SOCIEDAD • SUBNOTA › EL TESTIMONIO DE UNA VICTIMAPOR M. C.
› Por Mariana Carbajal
A los 25 años, A. M. es una sobreviviente de un noviazgo violento. Las agresiones, los maltratos, los cachetazos que soportó durante casi cuatro años quedaron atrás. Pudo salir del “círculo de la violencia” de la mano de un grupo de ayuda mutua para víctimas de noviazgos violentos que ofrece gratuitamente la Ciudad. “Fue un proceso largo: volver a aprender cómo relacionarme y poder quererme y valorarme. Es como mirar la vida con otros anteojos, aprender que hay otras maneras de estar de novia y amar y que una no tiene por qué bancarse eso”, dice, en un bar de la Avenida de Mayo, cerca del Congreso.
# # # #
* **Consigna escrita 1**:
Enumera las formas de maltrato que, según el testimonio, soportó A. M. durante casi cuatro años de noviazgo.
El listado que sigue no guarda ninguna relación con el testimonio.

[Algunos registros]
# # # #
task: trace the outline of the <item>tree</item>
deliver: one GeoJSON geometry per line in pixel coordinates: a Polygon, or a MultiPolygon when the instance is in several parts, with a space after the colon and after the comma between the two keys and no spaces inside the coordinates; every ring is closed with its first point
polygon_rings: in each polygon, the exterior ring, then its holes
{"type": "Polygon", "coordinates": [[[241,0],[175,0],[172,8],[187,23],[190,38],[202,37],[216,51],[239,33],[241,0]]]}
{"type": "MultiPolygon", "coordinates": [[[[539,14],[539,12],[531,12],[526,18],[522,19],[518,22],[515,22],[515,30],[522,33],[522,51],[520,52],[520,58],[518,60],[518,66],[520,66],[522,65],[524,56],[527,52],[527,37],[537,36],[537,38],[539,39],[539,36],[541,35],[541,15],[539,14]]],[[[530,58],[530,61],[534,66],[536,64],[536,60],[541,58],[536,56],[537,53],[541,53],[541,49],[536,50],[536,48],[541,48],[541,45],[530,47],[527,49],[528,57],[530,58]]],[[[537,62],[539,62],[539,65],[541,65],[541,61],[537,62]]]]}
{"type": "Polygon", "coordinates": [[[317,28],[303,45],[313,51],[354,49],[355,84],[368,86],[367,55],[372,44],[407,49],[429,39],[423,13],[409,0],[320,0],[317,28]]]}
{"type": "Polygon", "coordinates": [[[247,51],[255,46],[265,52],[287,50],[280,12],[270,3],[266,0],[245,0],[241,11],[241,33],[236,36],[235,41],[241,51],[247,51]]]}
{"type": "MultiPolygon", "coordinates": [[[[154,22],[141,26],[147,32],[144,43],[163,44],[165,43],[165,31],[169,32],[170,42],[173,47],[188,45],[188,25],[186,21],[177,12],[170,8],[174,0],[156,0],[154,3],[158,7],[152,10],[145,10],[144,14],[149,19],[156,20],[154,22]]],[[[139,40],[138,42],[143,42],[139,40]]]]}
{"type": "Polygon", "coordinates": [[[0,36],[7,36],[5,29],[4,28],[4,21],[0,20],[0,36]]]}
# # # #
* **Consigna escrita 2**:
Escala el listado: reproduce todas sus líneas, consignas incluidas, y multiplica por 2 cada coordenada de píxel de las geometrías de respuesta, redondeando a enteros y las mitades hacia arriba.

* **Resultado obtenido 1**:
Las agresiones, los maltratos y los cachetazos.

* **Resultado obtenido 2**:
task: trace the outline of the <item>tree</item>
deliver: one GeoJSON geometry per line in pixel coordinates: a Polygon, or a MultiPolygon when the instance is in several parts, with a space after the colon and after the comma between the two keys and no spaces inside the coordinates; every ring is closed with its first point
polygon_rings: in each polygon, the exterior ring, then its holes
{"type": "Polygon", "coordinates": [[[482,0],[350,0],[344,16],[374,46],[380,76],[404,74],[432,102],[478,66],[482,0]]]}
{"type": "MultiPolygon", "coordinates": [[[[1078,28],[1078,24],[1062,24],[1052,36],[1044,38],[1036,44],[1030,44],[1030,60],[1044,66],[1044,102],[1040,104],[1040,116],[1036,120],[1036,132],[1040,132],[1044,130],[1048,112],[1054,104],[1054,74],[1074,72],[1074,76],[1078,78],[1078,72],[1082,70],[1082,30],[1078,28]]],[[[1060,116],[1060,122],[1068,132],[1072,128],[1072,120],[1082,116],[1072,112],[1074,106],[1082,106],[1082,98],[1072,100],[1072,96],[1082,96],[1082,90],[1060,94],[1054,98],[1056,114],[1060,116]]],[[[1074,124],[1078,124],[1078,130],[1082,130],[1082,122],[1074,124]]]]}
{"type": "Polygon", "coordinates": [[[634,56],[606,90],[626,102],[708,98],[710,168],[736,172],[734,110],[744,88],[814,98],[858,78],[846,26],[818,0],[640,0],[634,56]]]}
{"type": "Polygon", "coordinates": [[[494,102],[510,92],[530,104],[574,100],[560,24],[540,6],[532,0],[490,0],[482,22],[482,66],[472,72],[470,82],[482,102],[494,102]]]}
{"type": "MultiPolygon", "coordinates": [[[[308,44],[282,52],[294,64],[288,86],[326,88],[330,86],[330,62],[338,64],[340,84],[346,94],[376,90],[376,50],[372,42],[354,24],[340,16],[348,0],[312,0],[308,6],[316,14],[304,20],[290,20],[288,28],[298,38],[312,40],[308,44]]],[[[278,80],[276,84],[286,84],[278,80]]]]}
{"type": "Polygon", "coordinates": [[[0,72],[14,72],[10,58],[8,56],[8,42],[0,40],[0,72]]]}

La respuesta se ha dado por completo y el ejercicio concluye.